- [Directive 1]: Reproduce the passage from the post about the play kitchen, beginning at the words "That fake kitchen is" and stopping after the words "me zero dollars.".

I'm talking fake penny tile and a fake window over a fake sink and fake faucet and an entire fake kitchen made especially for three very real children. Remember that fake kitchen we made two Christmas' ago out of a $6 entertainment center? Read all about it here if you need a refresher. It was definitely a project for the books.
That fake kitchen is holding up pretty well. We did realize that we need to rework the oven to open from the side instead of from the top like a real oven. The kids just didn't get that they really couldn't put any weight on it when it was down so put weight on it they did and now we've got some bent hinges. Fixing it is on the to-do list. Other than that, Sebastian did rip the sprayer off the faucet which just needs to be permanently glued on along with the oven and stove knobs which he learned how to remove by some diligent twisting. That kid...or should I say, boys!
Anyway, I meant to create a fake backsplash for it way back when we built it but that never happened until right before this past Christmas.
Best thing about it? It cost me zero dollars.
I had penny tile in mind from the very beginning in hopes that I could sort of live my penny tile + kitchen dreams out vicariously through their little kitchen. How I did it? Well, we ordered a rain barrel this past fall and it shipped to us in a big 'ole box so I cut out a big section that was a little wider than the width of the wall over the kitchen sink and stove and a little taller too (and then in the end I decided I wanted to slice a tiny corner off just because so that's why that upper corner is gone).

- [Raw records]:

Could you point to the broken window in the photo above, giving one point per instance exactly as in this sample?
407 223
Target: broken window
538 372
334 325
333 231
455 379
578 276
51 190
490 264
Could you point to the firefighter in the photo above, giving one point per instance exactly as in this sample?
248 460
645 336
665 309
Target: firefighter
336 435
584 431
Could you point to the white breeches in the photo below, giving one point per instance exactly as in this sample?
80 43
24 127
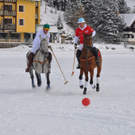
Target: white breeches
35 48
81 47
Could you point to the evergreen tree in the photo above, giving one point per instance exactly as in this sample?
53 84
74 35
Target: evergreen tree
74 11
102 16
133 11
123 8
59 22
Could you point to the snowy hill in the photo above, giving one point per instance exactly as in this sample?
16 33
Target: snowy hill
59 111
51 17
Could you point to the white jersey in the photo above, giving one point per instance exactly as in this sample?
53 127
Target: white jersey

- [Directive 2]: Find each line in the listing above that contains the string "window", and copy those lines.

- [Full answer 1]:
That fake kitchen is holding up pretty well. We did realize that we need to rework the oven to open from the side instead of from the top like a real oven. The kids just didn't get that they really couldn't put any weight on it when it was down so put weight on it they did and now we've got some bent hinges. Fixing it is on the to-do list. Other than that, Sebastian did rip the sprayer off the faucet which just needs to be permanently glued on along with the oven and stove knobs which he learned how to remove by some diligent twisting. That kid...or should I say, boys!
Anyway, I meant to create a fake backsplash for it way back when we built it but that never happened until right before this past Christmas.
Best thing about it? It cost me zero dollars.

- [Full answer 2]:
Could you point to the broken window in the photo above, giving one point per instance exactly as in this sample?
Target: broken window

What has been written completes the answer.